23/08/2018
O Brasil para inglês ver e o Brasil real
Um confronto entre ideias de FHC , reveladas ao inglês Financial Times, e de Fábio Konder Comparato
Do Blog Jornalistas Livres - 22 agosto, 2018
por Cesar Locatelli
Meu sucessor como presidente se coloca,
falsamente, como vítima de uma conspiração da ‘‘elite’’.
(FHC) (1)
Parece evidente que o Lula jamais será julgado de forma imparcial
(FKC) (2)
O ex-presidente Fernando Henrique Cardoso (FHC), 87 anos, buscou um dos arautos do capitalismo financeiro global para fustigar Lula: publicou uma matéria no Financial Times, jornal inglês, em que nega que Lula esteja sofrendo perseguição política. Nega que a democracia brasileira esteja em ruínas. Nega a vigência de um Estado de Exceção no país. Nega inconformidades no impeachment de Dilma Rousseff e no processo que condenou Lula.
O jurista Fábio Konder Comparato (FKC), 81 anos, denuncia que nunca houve democracia no Brasil. Denuncia que Lula, considerado um intruso pela oligarquia, nunca será julgado de forma imparcial. Denuncia que o Judiciário brasileiro sempre foi corrupto. Denuncia que há dois ordenamentos jurídicos no país: o oficial e o real.
Apenas uma letra (FHC e FKC) e todo um universo os diferenciam. Colocamos seus pensamentos lado a lado.

Instruções de trabalho:
a) Informe quantas linhas das entradas contêm a palavra "stabilizer". Responda só com o número.
b) Escreva a continuação do artigo sobre FHC e Fábio Konder Comparato a partir do ponto em que ele termina.
O artigo e as entradas não têm nenhuma relação entre si.

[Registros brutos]
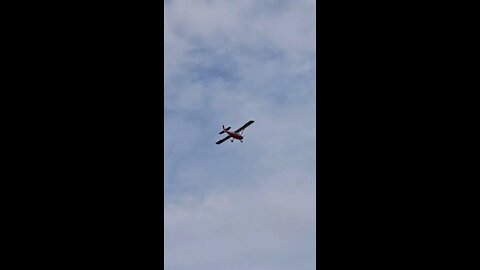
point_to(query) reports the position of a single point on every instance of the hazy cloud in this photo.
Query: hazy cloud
(247, 205)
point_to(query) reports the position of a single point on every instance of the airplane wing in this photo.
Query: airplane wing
(244, 126)
(222, 140)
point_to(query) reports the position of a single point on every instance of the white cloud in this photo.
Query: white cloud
(248, 206)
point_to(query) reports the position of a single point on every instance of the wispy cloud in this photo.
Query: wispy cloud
(248, 205)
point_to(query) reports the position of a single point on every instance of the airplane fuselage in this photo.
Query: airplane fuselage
(235, 135)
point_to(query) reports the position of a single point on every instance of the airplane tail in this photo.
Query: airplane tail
(224, 129)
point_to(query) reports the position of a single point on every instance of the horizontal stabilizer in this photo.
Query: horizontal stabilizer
(225, 129)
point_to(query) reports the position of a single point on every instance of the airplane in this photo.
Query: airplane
(235, 134)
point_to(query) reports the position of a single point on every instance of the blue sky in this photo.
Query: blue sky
(247, 205)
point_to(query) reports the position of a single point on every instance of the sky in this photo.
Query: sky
(247, 205)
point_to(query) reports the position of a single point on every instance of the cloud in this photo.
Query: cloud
(248, 206)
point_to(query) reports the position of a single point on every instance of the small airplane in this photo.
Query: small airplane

Respostas finais:
a) 2

b)
A condenação de Lula
FHC
“O ex-presidente do Brasil Luiz Inácio Lula da Silva tem todo o direito de defender o seu ponto de vista no país e no estrangeiro em relação aos processos judiciais que pesam sobre ele. Esses processos levaram à sua prisão, depois que um tribunal federal de apelação, em janeiro, manteve sua condenação por corrupção e lavagem de dinheiro.
A maneira pela qual Lula da Silva escolheu para defender-se para o mundo, no entanto, precisa ser contestada. Em um artigo recente, ele apresentou uma versão da história recente do Brasil que não carrega qualquer relação com a realidade. Isso seria um problema para os historiadores, não fosse ele o líder político influente que é.”
FKC
“A Operação Lava Jato manifestou uma estranha associação de alguns Procuradores da República com o juiz Sérgio Moro, para promover ações penais por corrupção, praticamente só contra políticos do PT e empresários a eles ligados.
A Operação acabou por provocar a destituição da presidente Dilma Rousseff pelo Congresso Nacional e a instalação de um novo governo federal, cuja atuação se destaca pela entrega de mão beijada da extraordinária riqueza das nossas jazidas de petróleo do pré-sal a estrangeiros, bem como pela redução escandalosamente inconstitucional dos direitos sociais, para benefício do grupo oligárquico dominante.
Logo a seguir, tivemos a esperada denúncia criminal do ex-presidente Lula, a fim de que ele não possa se candidatar à presidência em 2018. Atingido assim o verdadeiro objetivo da Operação Lava Jato, é de se esperar que ela venha desde logo a ser desmontada.” (FKC) (3)
O Estado de Direito
FHC
“O ex-presidente retrata o Brasil como uma democracia em ruínas, em que o Estado de Direito deu lugar a medidas arbitrárias concebidas para minar a ele e seu partido. Isso não é verdade.”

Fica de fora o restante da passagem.